PROMPT
Present the lines of the listing below, from the line containing "crowd in stands." through the final line of the listing, both included, as a JSON list of strings with one string per line and blank lines omitted.

-- BEGIN --

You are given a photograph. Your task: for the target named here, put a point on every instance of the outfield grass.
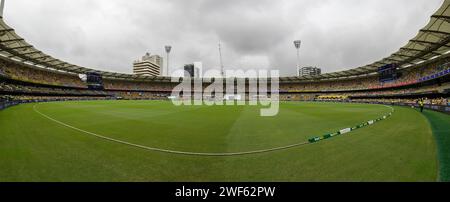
(34, 148)
(440, 123)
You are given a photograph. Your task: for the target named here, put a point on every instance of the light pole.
(168, 49)
(222, 72)
(298, 44)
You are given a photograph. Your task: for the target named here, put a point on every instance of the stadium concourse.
(29, 75)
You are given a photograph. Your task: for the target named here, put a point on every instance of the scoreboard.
(94, 81)
(388, 73)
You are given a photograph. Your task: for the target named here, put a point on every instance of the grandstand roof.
(432, 42)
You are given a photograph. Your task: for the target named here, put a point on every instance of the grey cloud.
(110, 34)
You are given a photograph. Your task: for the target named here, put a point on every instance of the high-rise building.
(149, 65)
(309, 71)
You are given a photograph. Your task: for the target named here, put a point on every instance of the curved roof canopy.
(432, 42)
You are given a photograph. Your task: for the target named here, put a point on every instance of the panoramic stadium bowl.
(65, 141)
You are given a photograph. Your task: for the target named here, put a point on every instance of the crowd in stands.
(111, 84)
(409, 76)
(436, 101)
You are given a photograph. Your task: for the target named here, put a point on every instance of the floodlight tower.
(168, 49)
(221, 62)
(298, 44)
(2, 6)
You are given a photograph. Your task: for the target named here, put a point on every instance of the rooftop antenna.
(168, 49)
(221, 62)
(2, 6)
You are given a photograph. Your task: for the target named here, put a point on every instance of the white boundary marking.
(174, 151)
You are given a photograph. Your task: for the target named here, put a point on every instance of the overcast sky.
(111, 34)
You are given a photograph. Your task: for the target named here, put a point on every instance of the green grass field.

-- END --

THE RESULT
[
  "You are given a photograph. Your task: for the target named here, put a point on every instance of the crowd in stands.",
  "(111, 84)",
  "(409, 76)",
  "(436, 101)",
  "You are given a photograph. Your task: for the target named here, put a point on every instance of the floodlight tower.",
  "(168, 49)",
  "(221, 62)",
  "(298, 44)",
  "(2, 6)",
  "You are given a photograph. Your task: for the target named here, put a point on every instance of the rooftop antenna.",
  "(168, 49)",
  "(221, 62)",
  "(2, 6)",
  "You are given a photograph. Your task: for the target named here, put a point on every instance of the white boundary marking.",
  "(174, 151)",
  "You are given a photograph. Your task: for the target named here, put a point on every instance of the overcast sky.",
  "(111, 34)",
  "You are given a photograph. Your task: for the target named here, put a point on every instance of the green grass field."
]